### Task details
Lay out each line of the data below as a Markdown table with two columns, Row and Line. Number the rows, skip blank lines, and omit the pictures.

### Data entries

============

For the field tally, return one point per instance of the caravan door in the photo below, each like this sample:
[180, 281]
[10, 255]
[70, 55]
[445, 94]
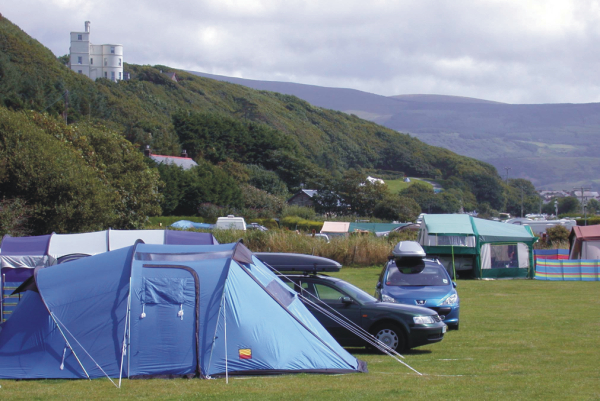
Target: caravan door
[164, 322]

============

### Answer for the task
| Row | Line |
|---|---|
| 1 | For the field tally, return one point per instance of the caravan door in the photo below, each like this sample: |
| 2 | [180, 281] |
| 3 | [10, 255] |
| 4 | [70, 55] |
| 5 | [445, 94] |
| 6 | Target: caravan door |
| 7 | [164, 322] |